De kosten worden deels gesubsidieerd door de gemeente, met ondersteuning van de provincie en andere partners. Maas benadrukt dat het ook gaat om jonge aanplant: “Sommige bomen zijn slechts een meter hoog, maar groeien mee met de tijd.”
Eén visie, twee wethouders
Het vitale buitengebied vraagt om nauwe samenwerking. Maas en Janssen trekken hierin samen op, hoewel hun achtergronden – milieu en landbouw – soms tot verschillende inzichten leiden.
Janssen: “Niemand is de baas. We leren van elkaar en brengen inzichten samen. Zo verminderen we polarisatie en creëren we een middenweg die werkt voor iedereen.”
Maas vult aan: “Door samen veldbezoeken te doen, leren we niet alleen van boeren en milieuorganisaties, maar ook van elkaar. Dat leidt tot betere oplossingen en gebalanceerd beleid.”
Praktijkvoorbeelden: Samen oplossingen vinden
De samenwerking tussen Maas en Janssen leidde bijvoorbeeld tot een plan rondom gewasbeschermingsmiddelen. In plaats van een direct verbod, werd besloten om in kernranden kruidenrijk grasland aan te leggen. Dit creëert afstand tussen akkerbouw en woongebieden en biedt tegelijkertijd kansen voor koeienboeren. Janssen: “Zo slaan we een brug tussen de belangen van boeren, burgers en milieu.”

_BESCHIKBARE GEGEVENS_:
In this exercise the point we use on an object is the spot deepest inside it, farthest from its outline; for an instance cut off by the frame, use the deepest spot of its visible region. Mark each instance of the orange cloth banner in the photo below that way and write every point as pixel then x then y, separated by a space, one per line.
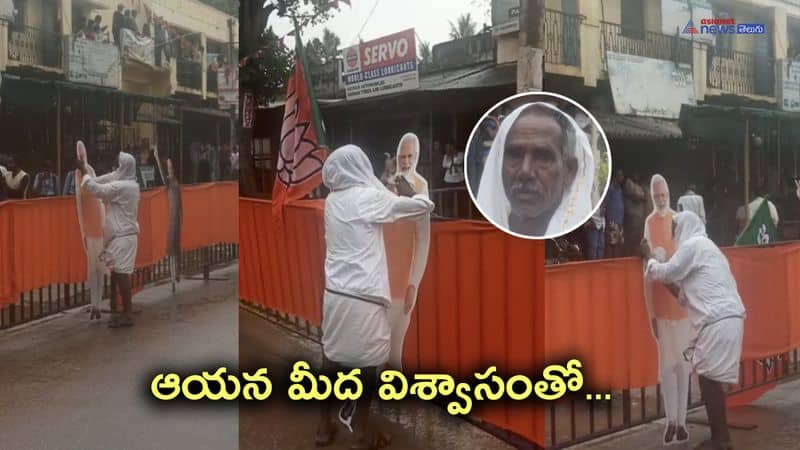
pixel 596 311
pixel 40 241
pixel 479 302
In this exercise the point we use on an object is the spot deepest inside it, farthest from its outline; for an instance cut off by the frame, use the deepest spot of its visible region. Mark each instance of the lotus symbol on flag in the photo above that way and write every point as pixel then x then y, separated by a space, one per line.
pixel 763 235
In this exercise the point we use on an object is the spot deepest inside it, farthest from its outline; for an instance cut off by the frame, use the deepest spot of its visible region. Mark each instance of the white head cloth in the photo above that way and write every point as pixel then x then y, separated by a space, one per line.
pixel 576 201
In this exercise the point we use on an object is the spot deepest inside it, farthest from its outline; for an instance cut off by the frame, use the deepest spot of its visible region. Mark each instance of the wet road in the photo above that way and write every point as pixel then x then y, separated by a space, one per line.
pixel 71 384
pixel 278 424
pixel 776 415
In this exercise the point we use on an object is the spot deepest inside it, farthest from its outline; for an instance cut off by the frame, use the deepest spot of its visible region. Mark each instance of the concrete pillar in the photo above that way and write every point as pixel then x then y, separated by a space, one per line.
pixel 591 41
pixel 204 65
pixel 700 70
pixel 66 17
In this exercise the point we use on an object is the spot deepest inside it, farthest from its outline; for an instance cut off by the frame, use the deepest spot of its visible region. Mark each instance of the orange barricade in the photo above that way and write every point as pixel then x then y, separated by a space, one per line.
pixel 464 321
pixel 595 310
pixel 40 239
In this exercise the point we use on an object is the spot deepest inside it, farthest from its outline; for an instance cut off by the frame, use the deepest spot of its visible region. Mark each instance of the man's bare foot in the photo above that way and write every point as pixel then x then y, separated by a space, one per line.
pixel 669 434
pixel 682 435
pixel 325 434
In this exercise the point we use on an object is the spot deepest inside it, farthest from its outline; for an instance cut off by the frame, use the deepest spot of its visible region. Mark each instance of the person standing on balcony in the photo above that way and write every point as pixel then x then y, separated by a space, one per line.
pixel 636 199
pixel 120 193
pixel 615 216
pixel 117 24
pixel 356 332
pixel 707 288
pixel 17 180
pixel 45 183
pixel 691 201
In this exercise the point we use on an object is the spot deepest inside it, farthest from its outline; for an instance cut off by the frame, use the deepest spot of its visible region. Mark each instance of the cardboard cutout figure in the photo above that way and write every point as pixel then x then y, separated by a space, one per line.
pixel 669 321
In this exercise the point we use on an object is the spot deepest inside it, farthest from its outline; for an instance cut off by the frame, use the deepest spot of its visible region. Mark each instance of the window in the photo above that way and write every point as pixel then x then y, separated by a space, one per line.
pixel 633 19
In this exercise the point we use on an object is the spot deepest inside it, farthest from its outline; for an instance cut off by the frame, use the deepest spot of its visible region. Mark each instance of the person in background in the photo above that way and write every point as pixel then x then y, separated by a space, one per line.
pixel 69 184
pixel 636 198
pixel 595 233
pixel 691 201
pixel 615 216
pixel 45 183
pixel 758 196
pixel 117 23
pixel 17 180
pixel 453 164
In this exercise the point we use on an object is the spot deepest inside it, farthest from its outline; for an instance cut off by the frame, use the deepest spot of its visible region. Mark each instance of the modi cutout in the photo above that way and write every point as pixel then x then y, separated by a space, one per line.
pixel 669 321
pixel 407 244
pixel 539 175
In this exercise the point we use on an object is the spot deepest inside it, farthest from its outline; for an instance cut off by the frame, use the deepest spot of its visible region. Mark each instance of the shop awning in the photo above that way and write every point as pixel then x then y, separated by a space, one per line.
pixel 727 123
pixel 617 126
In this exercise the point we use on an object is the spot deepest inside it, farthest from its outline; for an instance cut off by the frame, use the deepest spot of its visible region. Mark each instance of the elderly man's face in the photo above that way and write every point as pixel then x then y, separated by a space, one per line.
pixel 660 195
pixel 406 157
pixel 535 172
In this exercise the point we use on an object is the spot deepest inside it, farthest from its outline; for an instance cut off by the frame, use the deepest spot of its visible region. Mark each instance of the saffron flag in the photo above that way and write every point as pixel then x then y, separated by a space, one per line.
pixel 302 148
pixel 760 230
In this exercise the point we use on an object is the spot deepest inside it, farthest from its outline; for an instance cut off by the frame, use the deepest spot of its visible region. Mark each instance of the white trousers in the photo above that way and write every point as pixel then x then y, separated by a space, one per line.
pixel 674 336
pixel 95 268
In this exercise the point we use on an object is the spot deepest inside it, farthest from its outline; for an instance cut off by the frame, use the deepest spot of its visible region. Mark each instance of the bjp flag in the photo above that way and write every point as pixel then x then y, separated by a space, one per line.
pixel 302 149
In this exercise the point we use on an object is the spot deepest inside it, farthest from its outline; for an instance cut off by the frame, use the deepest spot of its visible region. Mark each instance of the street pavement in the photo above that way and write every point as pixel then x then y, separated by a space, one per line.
pixel 68 383
pixel 776 416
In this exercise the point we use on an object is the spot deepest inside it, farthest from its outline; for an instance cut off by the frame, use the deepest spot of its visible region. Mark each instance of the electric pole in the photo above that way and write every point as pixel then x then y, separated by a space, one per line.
pixel 530 64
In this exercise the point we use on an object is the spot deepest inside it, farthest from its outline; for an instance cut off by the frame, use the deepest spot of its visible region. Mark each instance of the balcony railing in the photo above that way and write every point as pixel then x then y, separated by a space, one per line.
pixel 34 47
pixel 211 82
pixel 190 74
pixel 619 39
pixel 562 38
pixel 740 73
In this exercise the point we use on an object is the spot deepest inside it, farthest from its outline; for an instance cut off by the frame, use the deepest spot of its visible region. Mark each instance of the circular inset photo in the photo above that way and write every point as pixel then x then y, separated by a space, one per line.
pixel 538 165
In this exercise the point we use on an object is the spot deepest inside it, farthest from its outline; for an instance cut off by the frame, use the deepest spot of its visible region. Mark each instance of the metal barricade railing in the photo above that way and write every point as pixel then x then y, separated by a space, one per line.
pixel 574 421
pixel 562 38
pixel 35 47
pixel 619 39
pixel 52 299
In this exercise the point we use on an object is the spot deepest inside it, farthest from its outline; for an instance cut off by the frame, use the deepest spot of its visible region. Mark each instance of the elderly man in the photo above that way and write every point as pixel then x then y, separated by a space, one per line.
pixel 691 201
pixel 708 290
pixel 669 321
pixel 539 175
pixel 120 193
pixel 355 324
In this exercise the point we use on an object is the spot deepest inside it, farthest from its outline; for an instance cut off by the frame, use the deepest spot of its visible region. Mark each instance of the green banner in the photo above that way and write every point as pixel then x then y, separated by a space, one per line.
pixel 760 230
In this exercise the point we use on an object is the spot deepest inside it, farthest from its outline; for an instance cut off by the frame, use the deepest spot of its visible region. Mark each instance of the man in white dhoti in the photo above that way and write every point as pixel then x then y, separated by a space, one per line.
pixel 412 241
pixel 539 174
pixel 120 193
pixel 708 290
pixel 669 321
pixel 355 323
pixel 691 201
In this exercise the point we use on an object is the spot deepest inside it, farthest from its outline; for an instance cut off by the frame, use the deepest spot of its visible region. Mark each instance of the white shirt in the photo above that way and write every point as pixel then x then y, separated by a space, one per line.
pixel 704 276
pixel 355 259
pixel 694 203
pixel 753 206
pixel 454 166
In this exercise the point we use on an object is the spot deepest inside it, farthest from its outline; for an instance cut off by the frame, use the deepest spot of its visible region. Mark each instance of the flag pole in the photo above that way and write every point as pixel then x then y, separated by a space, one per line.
pixel 301 57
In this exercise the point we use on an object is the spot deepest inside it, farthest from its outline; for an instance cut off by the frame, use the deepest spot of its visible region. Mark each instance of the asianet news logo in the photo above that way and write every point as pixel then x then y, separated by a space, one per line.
pixel 724 26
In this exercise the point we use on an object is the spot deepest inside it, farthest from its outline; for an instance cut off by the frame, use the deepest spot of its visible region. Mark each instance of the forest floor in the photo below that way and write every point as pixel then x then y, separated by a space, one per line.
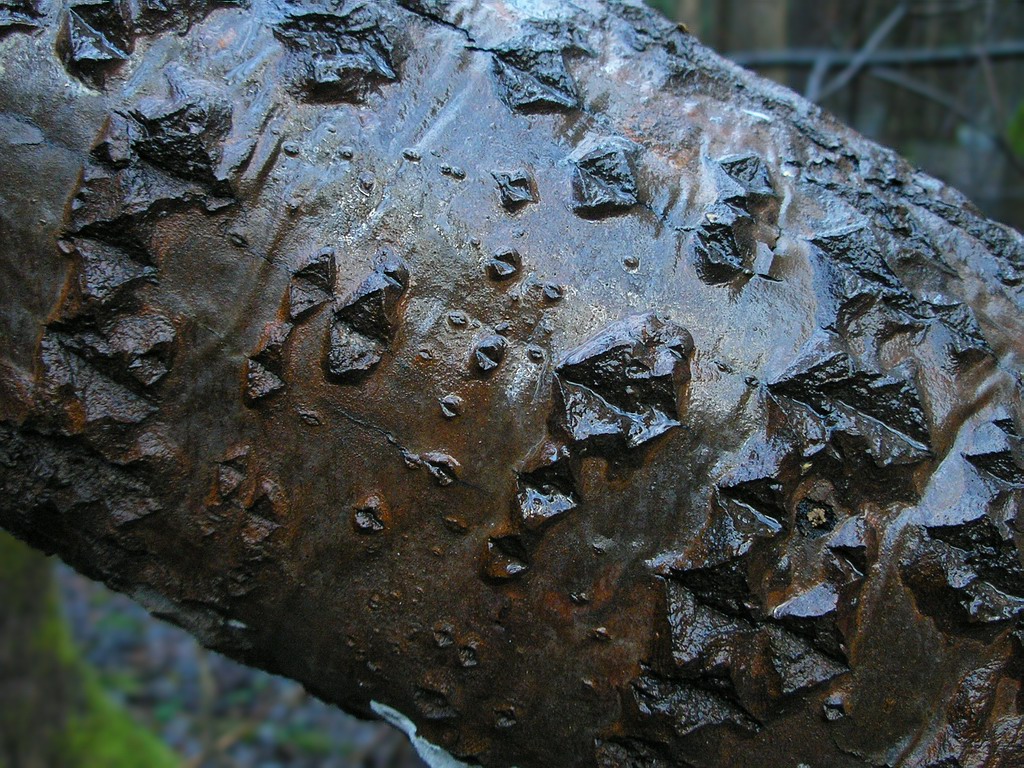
pixel 210 711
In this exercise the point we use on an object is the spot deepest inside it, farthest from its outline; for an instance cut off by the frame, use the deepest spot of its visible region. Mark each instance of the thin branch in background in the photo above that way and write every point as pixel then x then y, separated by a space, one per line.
pixel 986 68
pixel 937 96
pixel 817 76
pixel 863 55
pixel 799 57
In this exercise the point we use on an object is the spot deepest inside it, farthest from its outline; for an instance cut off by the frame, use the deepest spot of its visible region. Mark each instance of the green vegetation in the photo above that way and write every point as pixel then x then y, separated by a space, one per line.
pixel 102 735
pixel 65 718
pixel 1015 132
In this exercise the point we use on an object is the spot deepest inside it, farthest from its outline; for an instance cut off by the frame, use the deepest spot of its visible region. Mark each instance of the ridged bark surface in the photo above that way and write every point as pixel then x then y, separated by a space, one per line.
pixel 522 367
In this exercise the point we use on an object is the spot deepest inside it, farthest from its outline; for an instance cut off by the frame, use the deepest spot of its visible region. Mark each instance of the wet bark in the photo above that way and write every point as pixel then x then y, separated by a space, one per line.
pixel 522 368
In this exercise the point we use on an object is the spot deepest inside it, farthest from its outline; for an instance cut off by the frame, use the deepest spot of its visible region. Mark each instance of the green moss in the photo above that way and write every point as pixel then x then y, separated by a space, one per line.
pixel 1015 132
pixel 102 735
pixel 81 726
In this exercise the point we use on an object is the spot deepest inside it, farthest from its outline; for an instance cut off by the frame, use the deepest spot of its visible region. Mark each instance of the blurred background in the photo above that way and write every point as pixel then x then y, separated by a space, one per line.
pixel 89 680
pixel 940 81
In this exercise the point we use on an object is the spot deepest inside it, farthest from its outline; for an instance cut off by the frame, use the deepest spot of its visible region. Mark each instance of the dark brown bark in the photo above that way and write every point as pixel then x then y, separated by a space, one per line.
pixel 523 368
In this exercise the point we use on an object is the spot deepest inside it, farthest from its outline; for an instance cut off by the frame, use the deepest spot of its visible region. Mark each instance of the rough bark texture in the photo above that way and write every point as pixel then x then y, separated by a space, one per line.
pixel 522 367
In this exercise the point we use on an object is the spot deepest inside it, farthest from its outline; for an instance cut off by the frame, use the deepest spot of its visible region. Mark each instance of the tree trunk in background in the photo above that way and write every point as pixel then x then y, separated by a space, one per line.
pixel 52 713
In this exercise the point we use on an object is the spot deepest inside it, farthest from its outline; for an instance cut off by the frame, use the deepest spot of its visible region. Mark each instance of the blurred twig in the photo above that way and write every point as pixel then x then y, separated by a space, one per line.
pixel 932 94
pixel 799 57
pixel 863 56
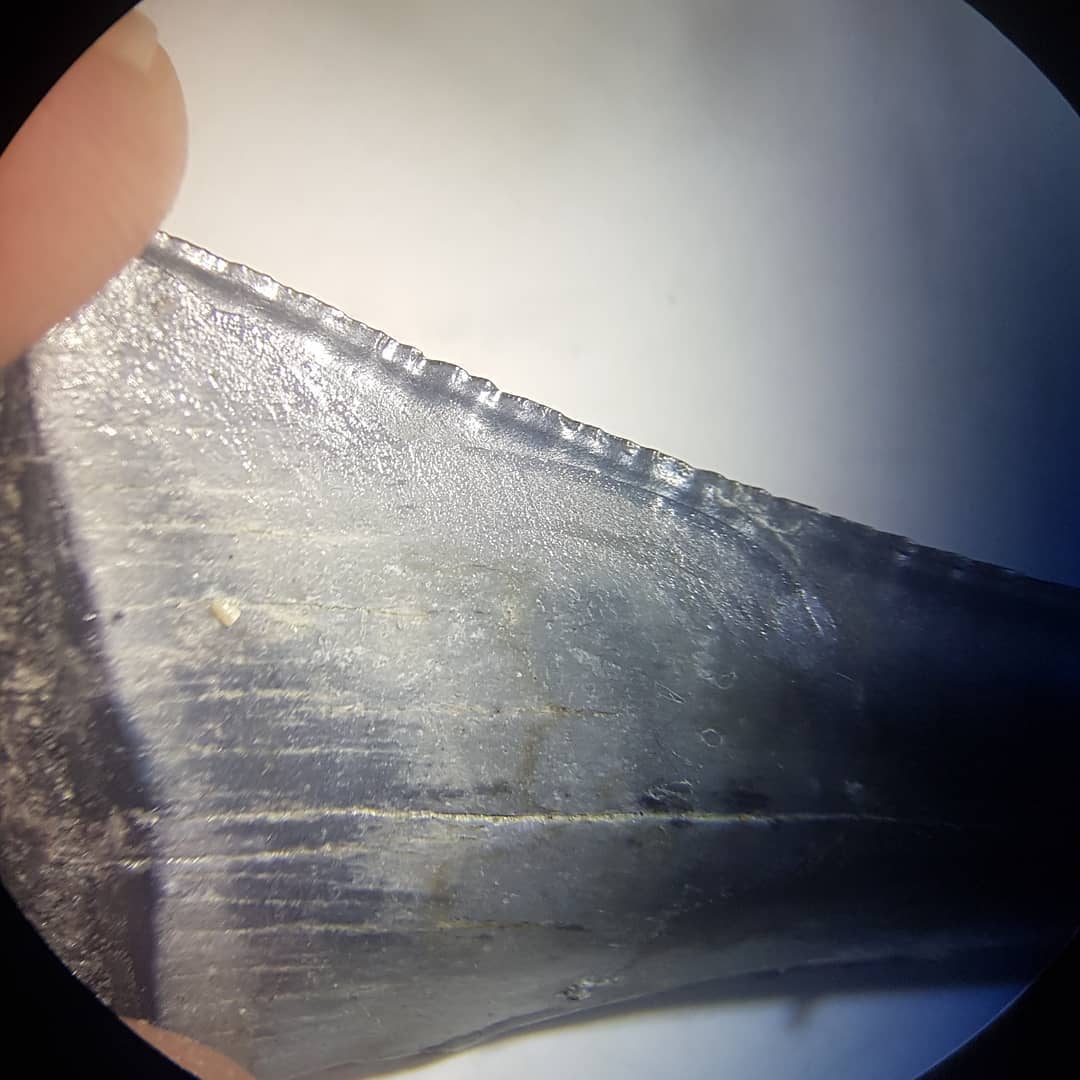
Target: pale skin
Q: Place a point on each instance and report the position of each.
(83, 186)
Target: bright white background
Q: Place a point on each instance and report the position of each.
(823, 246)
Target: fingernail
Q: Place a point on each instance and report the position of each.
(133, 40)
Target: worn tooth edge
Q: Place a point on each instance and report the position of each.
(709, 493)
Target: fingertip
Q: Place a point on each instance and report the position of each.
(88, 179)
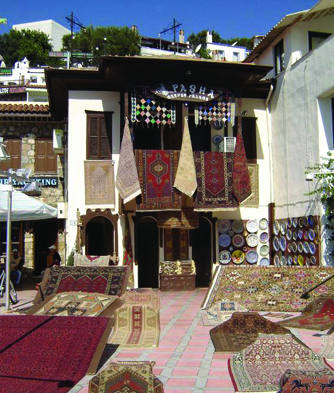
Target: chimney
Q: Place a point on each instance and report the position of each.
(208, 37)
(181, 37)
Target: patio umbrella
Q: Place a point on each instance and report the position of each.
(24, 207)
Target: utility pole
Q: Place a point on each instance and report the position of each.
(174, 26)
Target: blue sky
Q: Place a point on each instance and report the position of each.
(242, 18)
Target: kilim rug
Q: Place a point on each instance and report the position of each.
(259, 367)
(109, 280)
(241, 330)
(77, 304)
(214, 181)
(99, 183)
(90, 260)
(48, 354)
(318, 315)
(156, 172)
(136, 326)
(268, 288)
(127, 182)
(124, 377)
(296, 381)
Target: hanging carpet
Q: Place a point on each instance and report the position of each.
(268, 288)
(156, 171)
(241, 330)
(318, 315)
(48, 354)
(259, 367)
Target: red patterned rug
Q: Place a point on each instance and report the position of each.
(49, 354)
(156, 171)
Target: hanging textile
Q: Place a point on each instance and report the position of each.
(241, 180)
(127, 182)
(185, 180)
(156, 171)
(214, 181)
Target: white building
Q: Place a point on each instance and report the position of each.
(53, 29)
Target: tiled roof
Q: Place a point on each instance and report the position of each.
(24, 109)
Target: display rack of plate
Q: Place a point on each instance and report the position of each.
(239, 242)
(296, 241)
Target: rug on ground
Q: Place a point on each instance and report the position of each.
(268, 288)
(260, 366)
(48, 354)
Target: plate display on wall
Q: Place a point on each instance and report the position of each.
(252, 240)
(251, 257)
(264, 251)
(252, 226)
(238, 257)
(224, 240)
(263, 224)
(224, 257)
(238, 226)
(223, 226)
(264, 262)
(238, 240)
(264, 237)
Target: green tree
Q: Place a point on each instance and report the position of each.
(103, 41)
(32, 44)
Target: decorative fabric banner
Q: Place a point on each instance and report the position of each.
(318, 315)
(127, 182)
(184, 219)
(90, 260)
(136, 326)
(185, 180)
(156, 170)
(99, 183)
(48, 354)
(268, 288)
(214, 181)
(241, 180)
(259, 367)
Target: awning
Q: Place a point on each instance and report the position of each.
(24, 207)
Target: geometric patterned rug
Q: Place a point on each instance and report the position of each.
(260, 366)
(77, 304)
(136, 326)
(268, 288)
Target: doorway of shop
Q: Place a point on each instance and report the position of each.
(148, 252)
(202, 252)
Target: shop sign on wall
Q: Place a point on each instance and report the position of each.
(195, 92)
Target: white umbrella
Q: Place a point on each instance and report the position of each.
(24, 207)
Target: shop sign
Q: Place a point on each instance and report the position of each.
(11, 90)
(43, 181)
(195, 92)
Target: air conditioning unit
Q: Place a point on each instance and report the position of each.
(227, 145)
(62, 210)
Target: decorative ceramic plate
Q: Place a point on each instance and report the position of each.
(263, 224)
(252, 240)
(252, 226)
(251, 257)
(276, 243)
(311, 234)
(282, 243)
(224, 240)
(264, 262)
(238, 240)
(276, 227)
(224, 257)
(223, 226)
(238, 226)
(312, 248)
(264, 251)
(264, 237)
(238, 257)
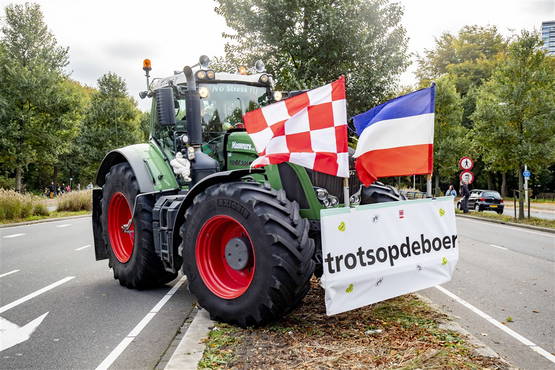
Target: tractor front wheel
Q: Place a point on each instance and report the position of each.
(246, 253)
(129, 239)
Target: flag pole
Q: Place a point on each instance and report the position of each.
(346, 200)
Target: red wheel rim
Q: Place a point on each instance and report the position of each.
(119, 214)
(217, 275)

_OPDRACHT_: Typ het volledige tekstfragment over de samenwerking tussen Maas en Janssen letterlijk over. Baseer je uitsluitend op het tekstfragment.

_RESULTAAT_:
De kosten worden deels gesubsidieerd door de gemeente, met ondersteuning van de provincie en andere partners. Maas benadrukt dat het ook gaat om jonge aanplant: “Sommige bomen zijn slechts een meter hoog, maar groeien mee met de tijd.”
Eén visie, twee wethouders
Het vitale buitengebied vraagt om nauwe samenwerking. Maas en Janssen trekken hierin samen op, hoewel hun achtergronden – milieu en landbouw – soms tot verschillende inzichten leiden.
Janssen: “Niemand is de baas. We leren van elkaar en brengen inzichten samen. Zo verminderen we polarisatie en creëren we een middenweg die werkt voor iedereen.”
Maas vult aan: “Door samen veldbezoeken te doen, leren we niet alleen van boeren en milieuorganisaties, maar ook van elkaar. Dat leidt tot betere oplossingen en gebalanceerd beleid.”
Praktijkvoorbeelden: Samen oplossingen vinden
De samenwerking tussen Maas en Janssen leidde bijvoorbeeld tot een plan rondom gewasbeschermingsmiddelen. In plaats van een direct verbod, werd besloten om in kernranden kruidenrijk grasland aan te leggen. Dit creëert afstand tussen akkerbouw en woongebieden en biedt tegelijkertijd kansen voor koeienboeren. Janssen: “Zo slaan we een brug tussen de belangen van boeren, burgers en milieu.”